* _Directions_: In the records below, from the line with "--target antenna on control tower" to the line with "123L64 127L64 130L67", substitute "wall plaque" for "wall sign" and reproduce those lines with nothing else altered. Omit the pictures from your answer.

◇ ◇ ◇ ◇

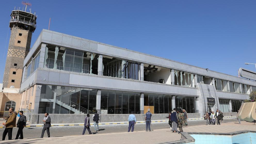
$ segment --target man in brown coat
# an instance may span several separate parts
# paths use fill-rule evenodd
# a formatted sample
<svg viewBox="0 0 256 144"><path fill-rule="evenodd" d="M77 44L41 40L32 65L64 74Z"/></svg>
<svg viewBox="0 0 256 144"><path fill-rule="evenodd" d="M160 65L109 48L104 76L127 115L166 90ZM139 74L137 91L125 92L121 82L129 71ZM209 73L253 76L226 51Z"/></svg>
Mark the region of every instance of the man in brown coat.
<svg viewBox="0 0 256 144"><path fill-rule="evenodd" d="M4 123L3 124L5 126L5 129L3 133L3 139L2 140L4 140L5 139L6 134L8 133L8 139L11 140L12 128L16 126L16 116L17 113L14 111L13 108L10 108L9 109L10 113L7 118L4 118L4 119L6 119L6 122Z"/></svg>

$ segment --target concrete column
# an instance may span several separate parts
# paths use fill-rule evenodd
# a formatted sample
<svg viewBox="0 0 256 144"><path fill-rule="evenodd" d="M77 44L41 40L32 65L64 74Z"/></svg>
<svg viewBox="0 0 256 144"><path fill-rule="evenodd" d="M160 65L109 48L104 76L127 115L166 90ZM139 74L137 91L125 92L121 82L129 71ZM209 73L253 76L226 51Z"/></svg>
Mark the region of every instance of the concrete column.
<svg viewBox="0 0 256 144"><path fill-rule="evenodd" d="M144 81L144 64L143 63L141 63L140 64L140 80L142 81ZM143 94L143 97L144 95L144 94ZM144 97L143 97L144 98Z"/></svg>
<svg viewBox="0 0 256 144"><path fill-rule="evenodd" d="M40 52L40 58L39 59L39 65L38 67L44 67L44 57L45 55L45 49L46 44L42 43L41 46L41 51Z"/></svg>
<svg viewBox="0 0 256 144"><path fill-rule="evenodd" d="M98 75L100 76L102 76L103 74L103 70L102 69L103 58L103 56L101 54L99 55L98 58Z"/></svg>
<svg viewBox="0 0 256 144"><path fill-rule="evenodd" d="M243 88L242 87L242 84L239 84L239 90L240 90L240 93L243 93Z"/></svg>
<svg viewBox="0 0 256 144"><path fill-rule="evenodd" d="M173 95L172 98L172 110L175 108L175 96Z"/></svg>
<svg viewBox="0 0 256 144"><path fill-rule="evenodd" d="M228 91L230 92L230 87L229 86L229 81L228 81L228 83L227 84L227 89L228 89Z"/></svg>
<svg viewBox="0 0 256 144"><path fill-rule="evenodd" d="M101 95L101 90L98 90L96 96L96 110L98 114L100 114L100 99Z"/></svg>
<svg viewBox="0 0 256 144"><path fill-rule="evenodd" d="M194 97L195 112L196 113L199 113L199 100L198 97Z"/></svg>
<svg viewBox="0 0 256 144"><path fill-rule="evenodd" d="M54 114L55 109L55 104L56 103L56 95L57 94L56 92L54 92L53 95L53 104L52 106L52 113Z"/></svg>
<svg viewBox="0 0 256 144"><path fill-rule="evenodd" d="M40 101L40 95L41 94L41 89L42 87L42 86L37 86L36 87L36 94L35 98L35 107L33 113L34 114L38 114L39 102Z"/></svg>
<svg viewBox="0 0 256 144"><path fill-rule="evenodd" d="M230 100L229 102L229 109L230 109L230 112L232 112L232 102L231 102L231 100Z"/></svg>
<svg viewBox="0 0 256 144"><path fill-rule="evenodd" d="M195 78L194 78L194 82L195 84L195 87L197 87L197 75L196 74L195 75Z"/></svg>
<svg viewBox="0 0 256 144"><path fill-rule="evenodd" d="M172 69L171 71L171 84L174 84L174 77L175 74L174 73L174 70Z"/></svg>
<svg viewBox="0 0 256 144"><path fill-rule="evenodd" d="M213 78L212 79L212 84L215 87L215 79L214 78Z"/></svg>
<svg viewBox="0 0 256 144"><path fill-rule="evenodd" d="M144 93L142 93L140 94L140 114L144 114Z"/></svg>

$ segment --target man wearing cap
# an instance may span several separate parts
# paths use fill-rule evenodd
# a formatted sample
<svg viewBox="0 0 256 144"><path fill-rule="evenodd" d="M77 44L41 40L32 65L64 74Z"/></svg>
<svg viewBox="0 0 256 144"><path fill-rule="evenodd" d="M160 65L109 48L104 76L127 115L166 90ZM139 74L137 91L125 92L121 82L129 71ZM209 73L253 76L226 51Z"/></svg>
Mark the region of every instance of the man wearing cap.
<svg viewBox="0 0 256 144"><path fill-rule="evenodd" d="M150 129L150 123L151 122L151 117L152 116L152 114L150 112L150 109L148 109L148 112L146 113L145 116L145 121L146 122L146 131L148 131L148 130L150 132L151 131Z"/></svg>

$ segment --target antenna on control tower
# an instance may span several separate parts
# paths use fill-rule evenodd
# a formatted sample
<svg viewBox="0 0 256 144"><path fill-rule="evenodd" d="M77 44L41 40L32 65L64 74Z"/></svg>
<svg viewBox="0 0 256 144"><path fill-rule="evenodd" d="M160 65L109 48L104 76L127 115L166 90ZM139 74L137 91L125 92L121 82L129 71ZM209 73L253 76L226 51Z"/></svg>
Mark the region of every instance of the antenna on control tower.
<svg viewBox="0 0 256 144"><path fill-rule="evenodd" d="M25 12L27 10L27 7L28 5L30 6L32 5L32 4L28 2L21 2L21 4L24 5L26 5L26 7L25 8Z"/></svg>

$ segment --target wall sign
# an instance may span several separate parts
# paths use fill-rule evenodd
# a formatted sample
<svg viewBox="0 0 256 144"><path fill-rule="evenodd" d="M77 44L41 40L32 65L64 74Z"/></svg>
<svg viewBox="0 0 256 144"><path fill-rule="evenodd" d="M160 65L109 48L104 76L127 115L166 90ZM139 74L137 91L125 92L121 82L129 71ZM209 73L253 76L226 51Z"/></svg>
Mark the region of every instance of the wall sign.
<svg viewBox="0 0 256 144"><path fill-rule="evenodd" d="M215 103L215 99L214 98L207 98L207 102L208 103Z"/></svg>
<svg viewBox="0 0 256 144"><path fill-rule="evenodd" d="M242 68L239 69L238 71L241 77L256 81L256 73L255 72Z"/></svg>

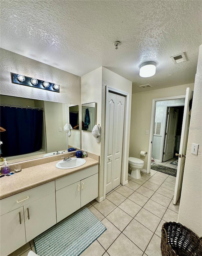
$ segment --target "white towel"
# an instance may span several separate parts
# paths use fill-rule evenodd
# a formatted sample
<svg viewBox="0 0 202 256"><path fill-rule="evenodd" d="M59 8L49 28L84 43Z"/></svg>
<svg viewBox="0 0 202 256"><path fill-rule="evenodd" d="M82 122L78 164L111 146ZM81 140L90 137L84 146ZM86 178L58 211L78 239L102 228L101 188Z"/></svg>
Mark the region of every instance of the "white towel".
<svg viewBox="0 0 202 256"><path fill-rule="evenodd" d="M66 123L64 127L64 130L67 133L68 136L71 135L70 129L73 129L73 128L70 123Z"/></svg>

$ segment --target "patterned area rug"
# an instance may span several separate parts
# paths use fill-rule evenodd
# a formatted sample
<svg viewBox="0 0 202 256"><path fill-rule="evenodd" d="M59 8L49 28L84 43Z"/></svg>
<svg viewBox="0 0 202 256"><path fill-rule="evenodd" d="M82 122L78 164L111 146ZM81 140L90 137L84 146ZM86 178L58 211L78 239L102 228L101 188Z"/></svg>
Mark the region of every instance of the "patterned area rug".
<svg viewBox="0 0 202 256"><path fill-rule="evenodd" d="M78 256L106 229L86 207L35 238L36 253L40 256Z"/></svg>
<svg viewBox="0 0 202 256"><path fill-rule="evenodd" d="M178 165L178 158L176 158L173 161L172 161L170 163L171 164L171 165Z"/></svg>
<svg viewBox="0 0 202 256"><path fill-rule="evenodd" d="M151 169L172 176L175 176L175 177L176 177L177 175L177 170L176 169L173 169L170 167L167 167L166 166L158 165L157 164L154 164L152 165L151 166Z"/></svg>

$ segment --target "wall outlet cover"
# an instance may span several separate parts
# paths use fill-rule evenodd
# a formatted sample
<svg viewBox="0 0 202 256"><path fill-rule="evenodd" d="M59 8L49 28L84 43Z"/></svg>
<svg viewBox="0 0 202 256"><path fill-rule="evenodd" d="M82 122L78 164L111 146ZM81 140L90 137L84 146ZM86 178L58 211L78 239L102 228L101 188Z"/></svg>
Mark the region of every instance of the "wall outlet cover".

◇ ◇ ◇ ◇

* _Output_:
$ segment --target antenna on control tower
# an instance may span several separate parts
# paths use fill-rule evenodd
# a formatted sample
<svg viewBox="0 0 256 144"><path fill-rule="evenodd" d="M77 44L41 40L32 65L64 74Z"/></svg>
<svg viewBox="0 0 256 144"><path fill-rule="evenodd" d="M160 65L109 48L104 76L127 115L166 90ZM139 74L137 91L125 92L121 82L129 71ZM209 73L253 76L226 51Z"/></svg>
Mark the region of every instance of the antenna on control tower.
<svg viewBox="0 0 256 144"><path fill-rule="evenodd" d="M25 12L27 10L27 7L28 5L30 6L32 5L32 4L28 2L21 2L21 4L24 5L26 5L26 7L25 8Z"/></svg>

$ segment --target wall plaque
# an instance may span several separate parts
# paths use fill-rule evenodd
# a formatted sample
<svg viewBox="0 0 256 144"><path fill-rule="evenodd" d="M77 44L41 40L32 65L64 74Z"/></svg>
<svg viewBox="0 0 256 144"><path fill-rule="evenodd" d="M160 65L109 48L104 76L127 115L166 90ZM139 74L137 91L125 92L121 82L129 71ZM209 73L253 76L226 51Z"/></svg>
Mark the region of every instance of the wall plaque.
<svg viewBox="0 0 256 144"><path fill-rule="evenodd" d="M215 103L215 99L214 98L207 98L207 102L208 103Z"/></svg>
<svg viewBox="0 0 256 144"><path fill-rule="evenodd" d="M242 68L239 69L238 71L241 77L256 81L256 73L255 72Z"/></svg>

$ segment --target "white towel"
# an instance may span several separate parts
# paths use fill-rule evenodd
# a formatted sample
<svg viewBox="0 0 202 256"><path fill-rule="evenodd" d="M59 8L49 28L84 43Z"/></svg>
<svg viewBox="0 0 202 256"><path fill-rule="evenodd" d="M82 122L78 164L111 146ZM81 140L90 137L84 146ZM86 178L58 211L78 239L102 228L101 188Z"/></svg>
Mark the region of every instance of the "white towel".
<svg viewBox="0 0 202 256"><path fill-rule="evenodd" d="M66 123L64 127L64 130L67 133L68 136L71 135L70 129L73 129L73 128L70 123Z"/></svg>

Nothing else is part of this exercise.